• _What you should do_
Please output everything from the line containing "of the orange" down to the last line of the items as a numbered list, leaving out any blank lines.
┌────────
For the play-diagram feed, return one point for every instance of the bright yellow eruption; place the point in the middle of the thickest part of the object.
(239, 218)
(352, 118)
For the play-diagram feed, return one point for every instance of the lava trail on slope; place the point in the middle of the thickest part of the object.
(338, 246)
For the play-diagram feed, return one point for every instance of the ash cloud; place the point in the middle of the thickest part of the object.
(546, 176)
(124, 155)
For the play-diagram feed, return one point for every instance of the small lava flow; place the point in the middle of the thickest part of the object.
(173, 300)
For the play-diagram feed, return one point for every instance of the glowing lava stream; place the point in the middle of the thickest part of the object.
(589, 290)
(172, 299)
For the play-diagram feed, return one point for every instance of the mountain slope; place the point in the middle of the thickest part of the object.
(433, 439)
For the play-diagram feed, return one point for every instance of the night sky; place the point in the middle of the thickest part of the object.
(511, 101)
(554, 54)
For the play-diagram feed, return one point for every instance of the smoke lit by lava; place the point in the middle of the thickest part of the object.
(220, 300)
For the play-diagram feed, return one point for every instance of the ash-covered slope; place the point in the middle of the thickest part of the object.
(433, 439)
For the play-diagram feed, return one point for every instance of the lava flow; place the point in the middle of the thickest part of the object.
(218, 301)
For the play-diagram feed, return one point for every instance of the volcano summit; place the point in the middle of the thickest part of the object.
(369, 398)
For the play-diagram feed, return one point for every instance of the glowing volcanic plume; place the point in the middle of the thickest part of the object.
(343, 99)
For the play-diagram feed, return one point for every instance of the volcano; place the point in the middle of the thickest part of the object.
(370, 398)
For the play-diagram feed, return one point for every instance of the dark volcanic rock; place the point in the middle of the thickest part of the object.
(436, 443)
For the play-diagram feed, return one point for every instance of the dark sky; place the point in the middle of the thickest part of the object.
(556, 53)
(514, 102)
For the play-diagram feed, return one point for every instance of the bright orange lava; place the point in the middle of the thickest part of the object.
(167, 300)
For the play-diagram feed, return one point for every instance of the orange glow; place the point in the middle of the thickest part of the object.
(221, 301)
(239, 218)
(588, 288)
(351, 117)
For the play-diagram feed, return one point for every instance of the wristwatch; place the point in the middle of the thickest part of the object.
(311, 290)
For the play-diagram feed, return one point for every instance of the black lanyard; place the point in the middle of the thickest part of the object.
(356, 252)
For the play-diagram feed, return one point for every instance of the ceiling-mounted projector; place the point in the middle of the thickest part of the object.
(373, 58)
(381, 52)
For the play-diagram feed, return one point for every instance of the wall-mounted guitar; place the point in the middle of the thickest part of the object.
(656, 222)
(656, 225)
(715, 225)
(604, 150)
└────────
• _Complete answer_
1. For the play-diagram feed, return one point for every instance of the orange glow; place the point in the middle of the thickest part of the object.
2. (221, 301)
3. (239, 218)
4. (588, 288)
5. (351, 117)
6. For the play-diagram feed, return one point for every instance of the wristwatch; place the point in the middle of the thickest part of the object.
7. (311, 290)
8. For the play-diagram feed, return one point for every instance of the black lanyard; place the point in the middle of the thickest part of the object.
9. (356, 252)
10. For the play-diagram feed, return one point for every instance of the ceiling-mounted projector; place the point in the middle of the thickest part of the object.
11. (373, 58)
12. (381, 52)
13. For the play-diagram feed, return one point for every instance of the wall-mounted guitar; place the point in the middle of the thickest part of the object.
14. (656, 222)
15. (656, 225)
16. (715, 225)
17. (604, 150)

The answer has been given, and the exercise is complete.